- What is being asked: Rewrite these lines, replacing "corners" with "points" and leaving everything else the same.

- Given records:
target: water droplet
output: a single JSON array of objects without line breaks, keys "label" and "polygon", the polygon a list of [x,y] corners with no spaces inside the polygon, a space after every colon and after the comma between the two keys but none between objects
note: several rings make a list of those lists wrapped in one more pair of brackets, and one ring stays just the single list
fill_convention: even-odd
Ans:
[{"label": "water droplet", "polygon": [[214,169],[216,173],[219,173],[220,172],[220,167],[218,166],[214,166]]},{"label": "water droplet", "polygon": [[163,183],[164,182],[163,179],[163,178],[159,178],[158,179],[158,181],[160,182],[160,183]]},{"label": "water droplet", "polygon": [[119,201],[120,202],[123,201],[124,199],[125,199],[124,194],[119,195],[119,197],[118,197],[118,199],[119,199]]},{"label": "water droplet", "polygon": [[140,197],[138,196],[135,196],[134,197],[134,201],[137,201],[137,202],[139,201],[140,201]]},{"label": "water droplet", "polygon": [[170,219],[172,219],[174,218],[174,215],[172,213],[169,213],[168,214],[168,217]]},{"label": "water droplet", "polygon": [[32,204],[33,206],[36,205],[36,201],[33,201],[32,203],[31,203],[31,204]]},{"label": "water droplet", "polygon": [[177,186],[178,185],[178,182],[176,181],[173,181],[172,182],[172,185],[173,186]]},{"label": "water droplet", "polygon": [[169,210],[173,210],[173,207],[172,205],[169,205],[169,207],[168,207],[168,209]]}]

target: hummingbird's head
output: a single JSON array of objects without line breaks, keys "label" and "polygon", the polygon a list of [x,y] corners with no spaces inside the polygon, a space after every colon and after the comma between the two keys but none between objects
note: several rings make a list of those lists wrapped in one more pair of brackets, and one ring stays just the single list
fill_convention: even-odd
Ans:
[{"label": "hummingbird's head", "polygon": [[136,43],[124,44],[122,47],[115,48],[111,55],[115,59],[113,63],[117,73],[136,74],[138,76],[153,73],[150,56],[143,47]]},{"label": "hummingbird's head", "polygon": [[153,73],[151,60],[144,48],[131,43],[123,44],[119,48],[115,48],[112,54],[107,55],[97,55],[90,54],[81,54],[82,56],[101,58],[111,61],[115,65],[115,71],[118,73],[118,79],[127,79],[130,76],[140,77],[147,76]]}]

- Response:
target: water droplet
output: a single JSON array of objects without line breaks, keys "label" and "polygon", the polygon a list of [x,y] points with no spaces inside the polygon, a space after every colon and after the comma between the two keys but none between objects
note: several rings make a list of those lists wrapped in one more pair of brackets, and one ring stays just the single list
fill_convention: even-odd
Ans:
[{"label": "water droplet", "polygon": [[214,169],[216,173],[219,173],[220,172],[220,167],[218,166],[214,166]]},{"label": "water droplet", "polygon": [[163,183],[164,182],[163,179],[163,178],[159,178],[158,179],[158,181],[160,182],[160,183]]},{"label": "water droplet", "polygon": [[119,201],[120,202],[123,201],[124,199],[125,199],[124,194],[119,195],[119,197],[118,197],[118,199],[119,199]]},{"label": "water droplet", "polygon": [[140,197],[138,196],[135,196],[134,197],[134,201],[137,201],[137,202],[139,201],[140,201]]},{"label": "water droplet", "polygon": [[170,219],[172,219],[174,218],[174,215],[172,213],[169,213],[168,214],[168,217]]},{"label": "water droplet", "polygon": [[32,204],[33,206],[36,205],[36,201],[33,201],[32,203],[31,203],[31,204]]},{"label": "water droplet", "polygon": [[177,186],[178,185],[178,182],[176,181],[173,181],[172,182],[172,185],[173,186]]},{"label": "water droplet", "polygon": [[169,210],[173,210],[173,207],[172,205],[169,205],[169,207],[168,207],[168,209]]}]

target: hummingbird's head
output: a single JSON array of objects without line breaks, keys "label" and "polygon", the polygon a list of [x,y] points with no spaces inside the polygon, a space after every colon and after the comma between the two keys but none between objects
note: several rings make a list of those lists wrapped in one more pair of brackets, and one ring stays just the single list
fill_convention: even-odd
Ans:
[{"label": "hummingbird's head", "polygon": [[136,43],[124,44],[122,47],[115,48],[111,55],[115,59],[113,63],[117,73],[136,74],[138,76],[153,73],[150,56],[143,47]]},{"label": "hummingbird's head", "polygon": [[153,73],[151,60],[144,48],[131,43],[123,44],[119,48],[115,48],[112,54],[107,55],[97,55],[90,54],[81,54],[82,56],[101,58],[111,61],[115,65],[115,71],[118,73],[118,79],[127,79],[130,76],[140,77],[147,76]]}]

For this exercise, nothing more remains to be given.